Data extracted from a collection:
________________________

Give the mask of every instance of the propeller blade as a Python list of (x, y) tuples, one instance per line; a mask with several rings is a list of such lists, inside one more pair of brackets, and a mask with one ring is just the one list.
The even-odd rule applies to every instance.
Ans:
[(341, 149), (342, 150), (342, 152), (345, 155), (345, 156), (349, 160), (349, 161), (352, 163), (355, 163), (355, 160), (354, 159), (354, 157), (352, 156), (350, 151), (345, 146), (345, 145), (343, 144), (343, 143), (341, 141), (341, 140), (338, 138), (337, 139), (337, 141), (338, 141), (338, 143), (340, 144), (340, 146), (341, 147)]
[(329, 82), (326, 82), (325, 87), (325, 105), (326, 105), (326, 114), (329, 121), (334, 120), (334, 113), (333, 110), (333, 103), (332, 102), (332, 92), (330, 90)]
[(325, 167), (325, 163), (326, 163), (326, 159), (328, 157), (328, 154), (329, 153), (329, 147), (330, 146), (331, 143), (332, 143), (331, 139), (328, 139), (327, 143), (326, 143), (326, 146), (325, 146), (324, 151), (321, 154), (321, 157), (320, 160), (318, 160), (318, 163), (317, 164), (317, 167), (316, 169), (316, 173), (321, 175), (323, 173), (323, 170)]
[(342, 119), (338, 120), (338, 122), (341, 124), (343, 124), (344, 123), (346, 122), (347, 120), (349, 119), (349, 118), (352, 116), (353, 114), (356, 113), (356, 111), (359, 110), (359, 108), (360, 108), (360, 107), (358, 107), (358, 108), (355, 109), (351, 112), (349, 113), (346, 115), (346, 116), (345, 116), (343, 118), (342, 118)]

________________________

**STATED EXERCISE:** Reproduce every line of the data verbatim.

**WRITTEN REPLY:**
Give the mask of every instance of the propeller blade as a Python list of (x, y) tuples, one instance per line; a mask with several rings is a list of such lists, inside one more pair of brackets, and a mask with one ring is just the one list.
The even-odd rule applies to every instance.
Ans:
[(341, 149), (342, 150), (342, 152), (345, 155), (345, 156), (349, 160), (349, 161), (352, 163), (355, 163), (355, 160), (354, 159), (354, 157), (352, 156), (350, 151), (345, 146), (345, 145), (343, 144), (343, 143), (341, 141), (341, 140), (338, 138), (337, 139), (337, 141), (338, 141), (338, 143), (340, 144), (340, 146), (341, 147)]
[(329, 82), (326, 82), (325, 87), (325, 105), (326, 105), (326, 114), (329, 121), (334, 120), (334, 113), (333, 110), (333, 103), (332, 102), (332, 92), (330, 90)]
[(325, 167), (325, 163), (326, 163), (326, 159), (328, 157), (328, 154), (329, 153), (329, 147), (330, 146), (331, 143), (332, 143), (331, 139), (328, 139), (327, 143), (326, 143), (326, 146), (325, 146), (324, 151), (321, 154), (321, 157), (320, 160), (318, 160), (318, 163), (317, 164), (317, 167), (316, 169), (316, 173), (321, 175), (323, 173), (323, 170)]
[(342, 119), (338, 120), (338, 122), (341, 124), (343, 124), (344, 123), (346, 122), (347, 120), (349, 119), (349, 118), (352, 116), (353, 114), (356, 113), (356, 111), (359, 110), (359, 108), (360, 108), (360, 107), (358, 107), (358, 108), (355, 109), (351, 112), (349, 113), (346, 115), (346, 116), (345, 116), (343, 118), (342, 118)]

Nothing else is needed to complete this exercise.